KETENTUAN TUGAS A: Tampilkan kembali seluruh teks tentang kegalauan dalam berdakwah di bawah ini, kata demi kata tanpa perubahan.

KUTIPAN UNTUK DIBACA:
15 Agustus 2009
Sunyi…
Itulah yang sedang kurasakan. Bergelut dengan aktifitas dakwah yang
menyita banyak perhatian, baik tenaga, harta, waktu dan sebagainya,
seakan menempa diriku untuk terus belajar menjadi mujahid tangguh. Tapi
kini, hatiku sedang dirundung kegalauan. Galau akan saudara-saudaraku
dalam barisan dakwah yang katanya amanah, komitmen, bersungguh-sungguh
namun seakan semua itu hanyalah teori-teori dalam pertemuan mingguan.
Hanya dibahas, ditanya-jawabkan untuk kemudian disimpan dalam catatan
kecil atau buku agenda yang sudah lusuh hingga pekan depan
mempertemukan mereka lagi, tanpa ada amal perbaikan yang lebih baik.
Ya… mungkin itu yang ada dibenakku saat ini tentang su’udzhan-ku
terhadap mereka, setelah seribu satu alasan untuk berhusnudzhan. Dan
juga masa depan serta kesibukannku sebagai seorang mahasiswi pasca
sarjana dan seorang istri. Benar-benar merasa sepertinya tidak punya
waktu lagi untuk berdakwah.

KETENTUAN TUGAS B: Saring daftar di bawah ini dan salin setiap baris yang memuat kata "yellow". Huruf besar dan kecil dibedakan.

(Data yang diambil dari sebuah koleksi)
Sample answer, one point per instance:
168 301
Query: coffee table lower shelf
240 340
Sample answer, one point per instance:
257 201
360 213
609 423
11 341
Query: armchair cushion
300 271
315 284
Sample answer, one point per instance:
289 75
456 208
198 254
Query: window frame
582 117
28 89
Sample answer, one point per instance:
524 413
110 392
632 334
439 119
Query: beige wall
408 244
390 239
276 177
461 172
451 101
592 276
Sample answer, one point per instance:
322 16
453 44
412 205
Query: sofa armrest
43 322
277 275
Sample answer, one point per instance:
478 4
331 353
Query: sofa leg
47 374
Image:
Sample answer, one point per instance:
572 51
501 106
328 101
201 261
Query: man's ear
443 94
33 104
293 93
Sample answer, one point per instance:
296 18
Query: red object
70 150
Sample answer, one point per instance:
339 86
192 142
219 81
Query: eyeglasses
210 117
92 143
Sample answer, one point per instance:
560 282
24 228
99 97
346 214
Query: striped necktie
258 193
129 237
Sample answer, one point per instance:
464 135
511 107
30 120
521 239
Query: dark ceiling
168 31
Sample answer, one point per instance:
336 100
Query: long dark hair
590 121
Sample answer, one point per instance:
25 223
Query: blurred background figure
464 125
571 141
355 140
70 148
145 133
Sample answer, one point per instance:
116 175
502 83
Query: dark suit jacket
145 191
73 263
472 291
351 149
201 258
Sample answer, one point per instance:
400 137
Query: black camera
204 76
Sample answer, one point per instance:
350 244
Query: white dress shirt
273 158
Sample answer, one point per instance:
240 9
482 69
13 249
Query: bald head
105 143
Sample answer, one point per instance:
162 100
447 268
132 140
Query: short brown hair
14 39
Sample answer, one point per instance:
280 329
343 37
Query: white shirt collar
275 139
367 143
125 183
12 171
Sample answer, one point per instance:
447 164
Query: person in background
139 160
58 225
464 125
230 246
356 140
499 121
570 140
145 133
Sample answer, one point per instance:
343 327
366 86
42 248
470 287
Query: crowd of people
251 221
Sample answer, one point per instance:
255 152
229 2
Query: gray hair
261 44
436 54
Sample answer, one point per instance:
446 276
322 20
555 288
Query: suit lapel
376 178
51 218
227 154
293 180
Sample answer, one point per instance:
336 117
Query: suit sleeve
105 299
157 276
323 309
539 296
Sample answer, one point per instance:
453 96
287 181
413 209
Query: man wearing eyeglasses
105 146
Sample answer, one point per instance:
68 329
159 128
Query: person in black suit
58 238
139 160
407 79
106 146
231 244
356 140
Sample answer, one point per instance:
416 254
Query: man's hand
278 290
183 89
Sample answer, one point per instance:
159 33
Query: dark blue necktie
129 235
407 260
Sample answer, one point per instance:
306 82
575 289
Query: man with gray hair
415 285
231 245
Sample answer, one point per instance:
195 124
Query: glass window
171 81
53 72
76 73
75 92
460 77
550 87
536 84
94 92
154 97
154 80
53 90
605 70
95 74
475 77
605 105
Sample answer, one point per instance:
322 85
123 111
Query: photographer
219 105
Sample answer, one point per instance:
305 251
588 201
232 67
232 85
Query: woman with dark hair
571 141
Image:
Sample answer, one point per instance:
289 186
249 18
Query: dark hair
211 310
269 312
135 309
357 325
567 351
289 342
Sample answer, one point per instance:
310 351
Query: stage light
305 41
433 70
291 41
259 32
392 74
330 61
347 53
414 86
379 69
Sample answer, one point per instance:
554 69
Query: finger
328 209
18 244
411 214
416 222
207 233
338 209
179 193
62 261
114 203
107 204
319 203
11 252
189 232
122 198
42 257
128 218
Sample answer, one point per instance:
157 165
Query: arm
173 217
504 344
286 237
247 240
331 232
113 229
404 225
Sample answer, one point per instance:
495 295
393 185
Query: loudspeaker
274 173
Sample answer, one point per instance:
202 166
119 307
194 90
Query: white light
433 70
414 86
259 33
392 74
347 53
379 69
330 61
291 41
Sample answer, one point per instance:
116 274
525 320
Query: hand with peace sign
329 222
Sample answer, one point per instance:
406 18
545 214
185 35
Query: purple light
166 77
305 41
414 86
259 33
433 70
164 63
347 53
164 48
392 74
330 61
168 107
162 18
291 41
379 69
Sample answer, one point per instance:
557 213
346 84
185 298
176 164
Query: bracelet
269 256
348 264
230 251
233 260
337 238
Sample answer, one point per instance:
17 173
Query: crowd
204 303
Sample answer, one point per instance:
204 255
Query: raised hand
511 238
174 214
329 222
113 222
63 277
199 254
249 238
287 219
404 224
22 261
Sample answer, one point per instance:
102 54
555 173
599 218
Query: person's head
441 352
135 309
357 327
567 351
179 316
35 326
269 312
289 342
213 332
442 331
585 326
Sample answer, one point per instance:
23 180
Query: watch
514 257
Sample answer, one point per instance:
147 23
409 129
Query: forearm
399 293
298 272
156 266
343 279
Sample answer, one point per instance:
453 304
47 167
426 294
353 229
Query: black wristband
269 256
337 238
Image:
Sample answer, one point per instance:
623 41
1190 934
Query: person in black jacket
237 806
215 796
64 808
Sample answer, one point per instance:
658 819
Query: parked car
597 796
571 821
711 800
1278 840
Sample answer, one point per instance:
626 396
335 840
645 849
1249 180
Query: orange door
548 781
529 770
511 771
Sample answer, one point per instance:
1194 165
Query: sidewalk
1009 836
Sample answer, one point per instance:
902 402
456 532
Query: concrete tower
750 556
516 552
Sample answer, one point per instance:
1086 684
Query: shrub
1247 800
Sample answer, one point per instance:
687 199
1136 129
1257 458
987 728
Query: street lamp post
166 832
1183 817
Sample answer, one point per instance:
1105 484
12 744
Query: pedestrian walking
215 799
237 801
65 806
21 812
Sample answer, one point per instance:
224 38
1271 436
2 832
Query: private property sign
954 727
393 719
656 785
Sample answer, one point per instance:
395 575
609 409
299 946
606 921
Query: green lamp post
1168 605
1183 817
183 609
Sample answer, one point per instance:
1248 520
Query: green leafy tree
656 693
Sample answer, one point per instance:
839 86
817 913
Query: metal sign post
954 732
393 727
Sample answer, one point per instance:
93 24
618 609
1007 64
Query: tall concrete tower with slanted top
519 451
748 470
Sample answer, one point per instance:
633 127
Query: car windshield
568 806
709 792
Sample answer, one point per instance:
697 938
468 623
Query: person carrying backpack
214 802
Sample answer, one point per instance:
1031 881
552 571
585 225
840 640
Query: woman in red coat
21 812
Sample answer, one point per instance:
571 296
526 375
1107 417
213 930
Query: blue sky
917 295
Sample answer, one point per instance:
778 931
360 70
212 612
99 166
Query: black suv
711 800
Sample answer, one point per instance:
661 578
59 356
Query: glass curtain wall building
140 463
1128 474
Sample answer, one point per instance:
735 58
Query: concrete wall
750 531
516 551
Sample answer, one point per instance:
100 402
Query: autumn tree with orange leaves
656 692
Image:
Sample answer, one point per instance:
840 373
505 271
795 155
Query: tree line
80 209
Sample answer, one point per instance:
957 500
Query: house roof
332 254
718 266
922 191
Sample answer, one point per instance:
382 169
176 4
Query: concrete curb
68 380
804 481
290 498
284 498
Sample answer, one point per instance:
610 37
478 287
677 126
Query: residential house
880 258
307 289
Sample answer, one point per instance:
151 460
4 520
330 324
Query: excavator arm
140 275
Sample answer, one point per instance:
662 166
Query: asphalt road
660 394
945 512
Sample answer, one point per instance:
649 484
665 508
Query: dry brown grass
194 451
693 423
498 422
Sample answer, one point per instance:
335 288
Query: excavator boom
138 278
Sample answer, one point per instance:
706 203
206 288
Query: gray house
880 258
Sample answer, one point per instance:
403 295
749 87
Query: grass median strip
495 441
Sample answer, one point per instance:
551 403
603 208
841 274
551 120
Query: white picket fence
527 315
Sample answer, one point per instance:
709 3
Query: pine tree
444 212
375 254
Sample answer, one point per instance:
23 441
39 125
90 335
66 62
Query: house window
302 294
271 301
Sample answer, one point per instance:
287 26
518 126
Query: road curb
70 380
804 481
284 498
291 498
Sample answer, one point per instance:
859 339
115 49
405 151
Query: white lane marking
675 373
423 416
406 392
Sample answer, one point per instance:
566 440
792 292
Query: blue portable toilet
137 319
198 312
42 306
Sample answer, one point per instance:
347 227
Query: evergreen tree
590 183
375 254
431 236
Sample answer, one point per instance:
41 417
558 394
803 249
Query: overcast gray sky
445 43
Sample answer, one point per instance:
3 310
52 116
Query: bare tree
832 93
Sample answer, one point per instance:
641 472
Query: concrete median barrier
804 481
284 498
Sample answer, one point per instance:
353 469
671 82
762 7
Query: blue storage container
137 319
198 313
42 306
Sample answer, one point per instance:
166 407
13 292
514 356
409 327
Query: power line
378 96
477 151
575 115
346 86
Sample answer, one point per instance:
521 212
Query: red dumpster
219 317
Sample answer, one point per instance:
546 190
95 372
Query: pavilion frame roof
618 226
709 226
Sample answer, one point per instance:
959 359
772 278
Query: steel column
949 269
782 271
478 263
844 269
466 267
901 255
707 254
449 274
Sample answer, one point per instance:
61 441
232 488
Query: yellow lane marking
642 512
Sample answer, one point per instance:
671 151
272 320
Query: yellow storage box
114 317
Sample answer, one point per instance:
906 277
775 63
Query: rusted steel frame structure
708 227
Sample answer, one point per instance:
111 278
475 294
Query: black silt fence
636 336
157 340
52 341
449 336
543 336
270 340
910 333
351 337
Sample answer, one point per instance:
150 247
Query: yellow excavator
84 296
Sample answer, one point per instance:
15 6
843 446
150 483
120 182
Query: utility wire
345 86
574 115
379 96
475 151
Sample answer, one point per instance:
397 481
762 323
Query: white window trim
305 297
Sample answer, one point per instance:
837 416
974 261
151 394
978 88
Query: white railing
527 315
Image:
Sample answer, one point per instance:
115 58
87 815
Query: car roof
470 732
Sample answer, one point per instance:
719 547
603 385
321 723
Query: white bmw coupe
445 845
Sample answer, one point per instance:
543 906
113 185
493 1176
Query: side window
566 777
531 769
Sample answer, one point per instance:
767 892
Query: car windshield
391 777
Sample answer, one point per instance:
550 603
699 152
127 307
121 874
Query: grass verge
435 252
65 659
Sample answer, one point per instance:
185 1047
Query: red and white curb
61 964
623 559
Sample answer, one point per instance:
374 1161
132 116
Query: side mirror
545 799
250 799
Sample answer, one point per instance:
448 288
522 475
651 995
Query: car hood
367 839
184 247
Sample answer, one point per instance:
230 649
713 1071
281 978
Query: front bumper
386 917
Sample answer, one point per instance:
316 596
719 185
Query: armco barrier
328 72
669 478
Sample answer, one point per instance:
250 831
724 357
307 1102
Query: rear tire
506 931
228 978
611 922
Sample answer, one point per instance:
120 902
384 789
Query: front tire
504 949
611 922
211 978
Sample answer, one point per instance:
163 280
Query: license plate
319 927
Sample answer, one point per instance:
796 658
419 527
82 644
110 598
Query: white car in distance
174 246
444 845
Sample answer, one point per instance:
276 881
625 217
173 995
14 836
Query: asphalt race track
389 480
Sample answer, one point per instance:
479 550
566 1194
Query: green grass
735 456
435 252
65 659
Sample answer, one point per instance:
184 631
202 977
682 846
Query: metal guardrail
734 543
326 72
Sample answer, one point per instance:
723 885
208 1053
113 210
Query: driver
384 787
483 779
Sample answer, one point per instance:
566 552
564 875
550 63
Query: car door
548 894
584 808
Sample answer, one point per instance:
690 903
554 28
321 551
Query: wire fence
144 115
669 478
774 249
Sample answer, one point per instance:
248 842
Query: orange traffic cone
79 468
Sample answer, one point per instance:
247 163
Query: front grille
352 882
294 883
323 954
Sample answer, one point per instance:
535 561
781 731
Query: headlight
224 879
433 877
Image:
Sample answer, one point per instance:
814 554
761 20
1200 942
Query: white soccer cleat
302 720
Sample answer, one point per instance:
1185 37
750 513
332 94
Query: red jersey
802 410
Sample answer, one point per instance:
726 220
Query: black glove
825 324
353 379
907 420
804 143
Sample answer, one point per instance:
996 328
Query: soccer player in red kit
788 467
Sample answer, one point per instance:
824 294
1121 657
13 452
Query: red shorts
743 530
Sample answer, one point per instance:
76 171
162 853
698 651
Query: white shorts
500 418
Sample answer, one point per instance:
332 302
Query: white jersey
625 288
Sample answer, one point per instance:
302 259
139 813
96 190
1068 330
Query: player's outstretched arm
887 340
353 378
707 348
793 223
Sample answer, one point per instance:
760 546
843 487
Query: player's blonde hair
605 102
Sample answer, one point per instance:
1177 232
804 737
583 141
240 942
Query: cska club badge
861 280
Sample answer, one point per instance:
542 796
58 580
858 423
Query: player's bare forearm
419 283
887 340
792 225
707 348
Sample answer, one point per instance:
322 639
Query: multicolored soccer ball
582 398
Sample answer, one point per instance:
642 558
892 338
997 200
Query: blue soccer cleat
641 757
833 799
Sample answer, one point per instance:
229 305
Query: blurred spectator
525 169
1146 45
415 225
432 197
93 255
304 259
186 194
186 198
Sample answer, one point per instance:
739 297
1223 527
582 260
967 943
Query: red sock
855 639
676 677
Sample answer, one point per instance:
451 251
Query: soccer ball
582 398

JAWABAN LENGKAP A:
15 Agustus 2009
Sunyi…
Itulah yang sedang kurasakan. Bergelut dengan aktifitas dakwah yang
menyita banyak perhatian, baik tenaga, harta, waktu dan sebagainya,
seakan menempa diriku untuk terus belajar menjadi mujahid tangguh. Tapi
kini, hatiku sedang dirundung kegalauan. Galau akan saudara-saudaraku
dalam barisan dakwah yang katanya amanah, komitmen, bersungguh-sungguh
namun seakan semua itu hanyalah teori-teori dalam pertemuan mingguan.
Hanya dibahas, ditanya-jawabkan untuk kemudian disimpan dalam catatan
kecil atau buku agenda yang sudah lusuh hingga pekan depan
mempertemukan mereka lagi, tanpa ada amal perbaikan yang lebih baik.
Ya… mungkin itu yang ada dibenakku saat ini tentang su’udzhan-ku
terhadap mereka, setelah seribu satu alasan untuk berhusnudzhan. Dan
juga masa depan serta kesibukannku sebagai seorang mahasiswi pasca
sarjana dan seorang istri. Benar-benar merasa sepertinya tidak punya
waktu lagi untuk berdakwah.

JAWABAN LENGKAP B:
Query: yellow lane marking
Query: yellow storage box
Query: yellow excavator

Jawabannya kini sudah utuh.